## Work to complete
1) Answer the following questions using the dimuon spectrum notebook below.
(a) How many bins does the booked histogram use?
(b) At what point does the event loop actually run?
(c) Which magic activates ROOT's interactive JavaScript graphics in Jupyter?
2) Continue the dimuon spectrum notebook below, picking up after its final sentence.

## Given text
·····

As (almost) always in physics, we have a look at the results in the form of a histogram. Let's book a histogram as one endpoint of our computation graph.

In [11]:
nbins = 30000
low = 0.25
up = 300
h = df_mass.Histo1D(("Dimuon_mass", "Dimuon_mass", nbins, low, up), "Dimuon_mass")

## Plot the dimuon spectrum

Now, the computation graph is set up. Next, we want to have a look at the result.

Note that the event loop actually runs the first time we try to access the histogram object (results of an `RDataFrame` graph are computed lazily).

`%%time` measures the time spend in the full cell. You can compare it with the C++ equivalent of this notebook, it should be very similar since (almost) everything happens in C++ under the hood!

In [12]:
%%time

ROOT.gStyle.SetOptStat(0); ROOT.gStyle.SetTextFont(42)
c = ROOT.TCanvas("c", "", 800, 700)
c.SetLogx(); c.SetLogy()
h.SetTitle("")
h.GetXaxis().SetTitle("m_{#mu#mu} (GeV)"); h.GetXaxis().SetTitleSize(0.04)
h.GetYaxis().SetTitle("N_{Events}"); h.GetYaxis().SetTitleSize(0.04)
h.Draw()

label = ROOT.TLatex(); label.SetNDC(True)
label.SetTextSize(0.040); label.DrawLatex(0.100, 0.920, "#bf{CMS Open Data}")
label.SetTextSize(0.030); label.DrawLatex(0.500, 0.920, "#sqrt{s} = 8 TeV, L_{int} = 11.6 fb^{-1}");

CPU times: user 2.99 s, sys: 190 ms, total: 3.18 s
Wall time: 3.54 s


ROOT provides interactive JavaScript graphics for Jupyter, which can be activated with the `%jsroot` magic. Click and drag on the axis to zoom in and double click to reset the view.

Don't forget that you can improve the statistics by increasing the number of events given to `Range`.

In [13]:
%jsroot on
c.Draw()

## Use other tools

SWAN also provides other tools of the Python data science ecosystem, so that users are not restricted to any particular library. For a full list of the software packages available in SWAN, please check the [LCG releases website](http://lcginfo.cern.ch/).

·····

## Input data
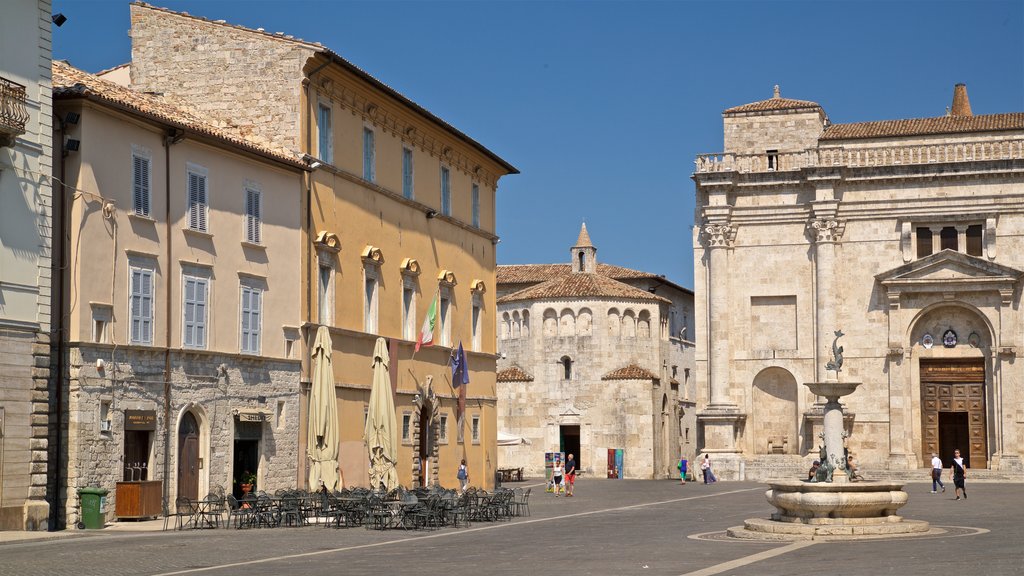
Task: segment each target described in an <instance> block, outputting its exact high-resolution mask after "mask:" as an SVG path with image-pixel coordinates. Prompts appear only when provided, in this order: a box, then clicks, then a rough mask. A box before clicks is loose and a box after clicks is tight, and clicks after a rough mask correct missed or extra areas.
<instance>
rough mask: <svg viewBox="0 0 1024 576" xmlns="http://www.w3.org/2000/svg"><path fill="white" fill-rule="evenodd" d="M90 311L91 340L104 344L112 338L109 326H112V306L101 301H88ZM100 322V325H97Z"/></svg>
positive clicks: (113, 323)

·····

## Results
1)
(a) 30000
(b) The first time the histogram object is accessed
(c) `%jsroot`

2)
Therefore, let's see how to use some of these Python libraries for data analysis from SWAN. Since `RDataFrame` allows to export ROOT data to [NumPy](https://numpy.org/) format, this opens the door to use those other tools. A typical workflow would be to do the heavy computation in C++ with `RDataFrame` and push only the required data to Python for further manipulation / plotting. The relevant method here is `AsNumpy`:

In [14]:
# dimuon_mass is a dictionary that contains the "Dimuon_mass" column of the dataset in the form of a NumPy array
dimuon_mass = df_mass.AsNumpy(['Dimuon_mass'])
dimuon_mass

  result_ptrs[column] = _root.ROOT.Internal.RDF.RDataFrameTake(column_type)(df_rnode, column)


{'Dimuon_mass': ndarray([ 27.915493 , 113.646866 ,   1.5878606, ...,  34.36772  ,
            1.9415596,  94.52531  ], dtype=float32)}

The result of AsNumpy can be directly used to construct a [pandas](https://pandas.pydata.org/) dataframe:

In [15]:
import pandas
pdf = pandas.DataFrame(dimuon_mass)
pdf.head()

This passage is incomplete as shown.